AIM OF THE TASK =
Copy out the full lotion bar thread below, reproducing every line verbatim.

SOURCE TEXT =
- - - - - - -

# C-Mango Lotion Bars



## Lindy (Apr 23, 2009)

Hi everyone - I decided to try my first lotion bar today and I did it 2 ways:

In a stick 







& in a bar






Thanks for the ideas everyone - I love this!!


----------



## Dixie (Apr 23, 2009)

I want one!!!! I gotta try this now, see what you've done!  :wink:


----------



## AshleyR (Apr 23, 2009)

They look great! So creamy and yummy looking!

Did you wrap the hearts in shrink wrap or saran wrap?


----------



## Lindy (Apr 23, 2009)

Thanks Dixie!  They were so much fun and really easy.  You can so smell the bees wax in them too....yummy!

Ashley - thanks!  I used Saran Wrap and then those labels I bought from you...... 8)


----------



## pepperi27 (Apr 23, 2009)

That looks terrific and if you need any gunea pigs..........I'm right here! LOL


----------



## topcat (Apr 23, 2009)

Gorgeous Lindy!  Lovely creamy colour and sooooo smooth - makes me want to get onto making some for me too :wink:   Thanks for the close-up of the ingredients list....

Tanya


----------



## Lindy (Apr 23, 2009)

Thanks Pepper!

Tanya - thank you and your're welcome.... :? Seriously they are a lot of fun to make and they feel amazing!  I really like the stick because I can throw it into my purse and take with me.  I'm going to introduce them this weekend in Gibsons so I'm looking forward to the response there plus here at home next weekend!  I ordered some more ingredients and containers anticipating a strong demand for it.....I hope.... 8)


----------



## Guest (Apr 24, 2009)

- - - - - - -

[Entries pointing to named objects]
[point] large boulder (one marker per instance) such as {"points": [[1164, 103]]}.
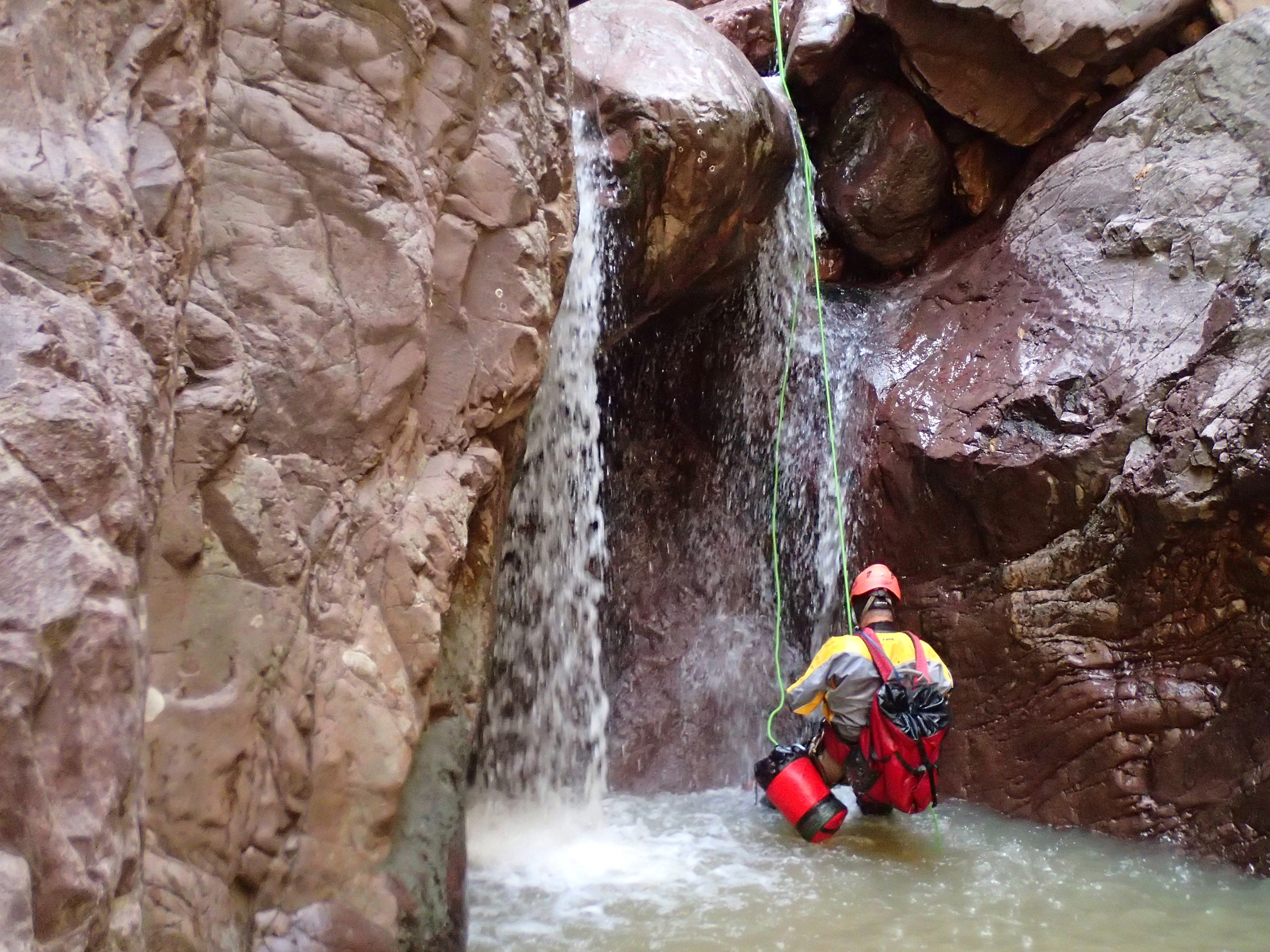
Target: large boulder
{"points": [[1073, 470], [883, 173], [1014, 68], [702, 148]]}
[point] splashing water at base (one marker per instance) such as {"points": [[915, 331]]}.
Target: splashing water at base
{"points": [[714, 871]]}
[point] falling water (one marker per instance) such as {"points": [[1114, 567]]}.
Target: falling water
{"points": [[543, 733], [809, 519]]}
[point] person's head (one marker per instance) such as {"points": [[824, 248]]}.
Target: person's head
{"points": [[875, 595]]}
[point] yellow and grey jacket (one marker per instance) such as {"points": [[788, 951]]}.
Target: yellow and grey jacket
{"points": [[841, 681]]}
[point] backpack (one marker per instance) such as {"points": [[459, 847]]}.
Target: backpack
{"points": [[901, 743]]}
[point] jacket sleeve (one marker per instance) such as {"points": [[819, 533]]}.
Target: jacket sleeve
{"points": [[808, 692], [940, 674]]}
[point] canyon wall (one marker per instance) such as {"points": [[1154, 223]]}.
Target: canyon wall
{"points": [[278, 280], [1068, 371], [1072, 460]]}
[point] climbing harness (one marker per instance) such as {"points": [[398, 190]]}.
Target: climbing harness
{"points": [[808, 182]]}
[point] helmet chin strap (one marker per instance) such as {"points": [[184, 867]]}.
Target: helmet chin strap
{"points": [[878, 598]]}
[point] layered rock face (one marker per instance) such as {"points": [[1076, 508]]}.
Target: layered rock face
{"points": [[277, 285], [385, 225], [1072, 463], [101, 160]]}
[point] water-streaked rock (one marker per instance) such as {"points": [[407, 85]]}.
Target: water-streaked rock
{"points": [[700, 146]]}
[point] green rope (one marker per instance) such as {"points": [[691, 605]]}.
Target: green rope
{"points": [[808, 182], [776, 494]]}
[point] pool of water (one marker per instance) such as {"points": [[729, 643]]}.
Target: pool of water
{"points": [[715, 871]]}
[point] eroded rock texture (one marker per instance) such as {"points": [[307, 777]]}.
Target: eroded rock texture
{"points": [[1017, 69], [385, 225], [702, 148], [276, 282], [1072, 461], [101, 161], [883, 173]]}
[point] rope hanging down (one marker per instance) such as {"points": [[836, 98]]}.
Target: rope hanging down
{"points": [[808, 181]]}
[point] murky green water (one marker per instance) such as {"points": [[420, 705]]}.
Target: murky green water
{"points": [[713, 871]]}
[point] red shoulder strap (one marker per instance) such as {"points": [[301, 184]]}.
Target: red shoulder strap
{"points": [[880, 662], [884, 666], [924, 669]]}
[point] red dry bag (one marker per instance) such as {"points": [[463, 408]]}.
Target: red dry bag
{"points": [[796, 787], [901, 743]]}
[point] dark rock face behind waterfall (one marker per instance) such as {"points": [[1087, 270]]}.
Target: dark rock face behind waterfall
{"points": [[1072, 466], [702, 148]]}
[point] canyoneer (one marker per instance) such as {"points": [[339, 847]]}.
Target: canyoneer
{"points": [[882, 695]]}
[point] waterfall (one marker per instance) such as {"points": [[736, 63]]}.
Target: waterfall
{"points": [[543, 730], [808, 517]]}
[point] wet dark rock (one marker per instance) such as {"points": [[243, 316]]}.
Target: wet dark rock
{"points": [[883, 173], [821, 28], [1073, 473], [702, 148], [1018, 69]]}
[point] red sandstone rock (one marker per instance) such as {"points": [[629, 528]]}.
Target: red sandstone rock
{"points": [[256, 427], [1073, 471], [1015, 69]]}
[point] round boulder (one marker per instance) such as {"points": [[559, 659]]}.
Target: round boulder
{"points": [[883, 173], [702, 149]]}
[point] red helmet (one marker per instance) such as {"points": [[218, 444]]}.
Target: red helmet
{"points": [[875, 577]]}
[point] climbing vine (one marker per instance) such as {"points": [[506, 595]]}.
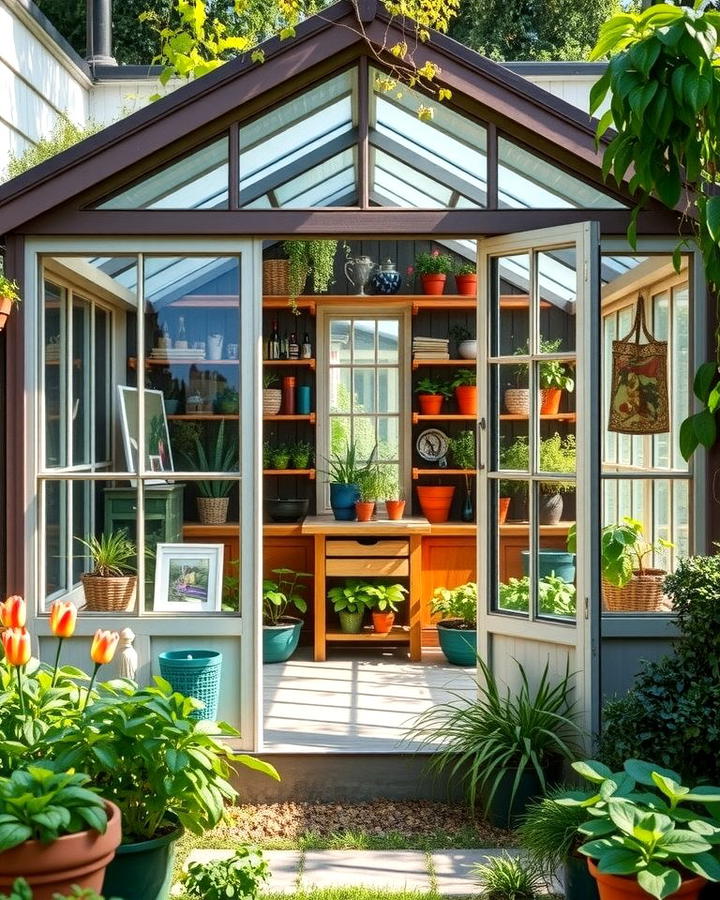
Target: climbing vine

- - - - - - -

OUTPUT OF THE EXERCISE =
# C-Mango Lotion Bars



## Lindy (Apr 23, 2009)

Hi everyone - I decided to try my first lotion bar today and I did it 2 ways:

In a stick 







& in a bar






Thanks for the ideas everyone - I love this!!


----------



## Dixie (Apr 23, 2009)

I want one!!!! I gotta try this now, see what you've done!  :wink:


----------



## AshleyR (Apr 23, 2009)

They look great! So creamy and yummy looking!

Did you wrap the hearts in shrink wrap or saran wrap?


----------



## Lindy (Apr 23, 2009)

Thanks Dixie!  They were so much fun and really easy.  You can so smell the bees wax in them too....yummy!

Ashley - thanks!  I used Saran Wrap and then those labels I bought from you...... 8)


----------



## pepperi27 (Apr 23, 2009)

That looks terrific and if you need any gunea pigs..........I'm right here! LOL


----------



## topcat (Apr 23, 2009)

Gorgeous Lindy!  Lovely creamy colour and sooooo smooth - makes me want to get onto making some for me too :wink:   Thanks for the close-up of the ingredients list....

Tanya


----------



## Lindy (Apr 23, 2009)

Thanks Pepper!

Tanya - thank you and your're welcome.... :? Seriously they are a lot of fun to make and they feel amazing!  I really like the stick because I can throw it into my purse and take with me.  I'm going to introduce them this weekend in Gibsons so I'm looking forward to the response there plus here at home next weekend!  I ordered some more ingredients and containers anticipating a strong demand for it.....I hope.... 8)


----------



## Guest (Apr 24, 2009)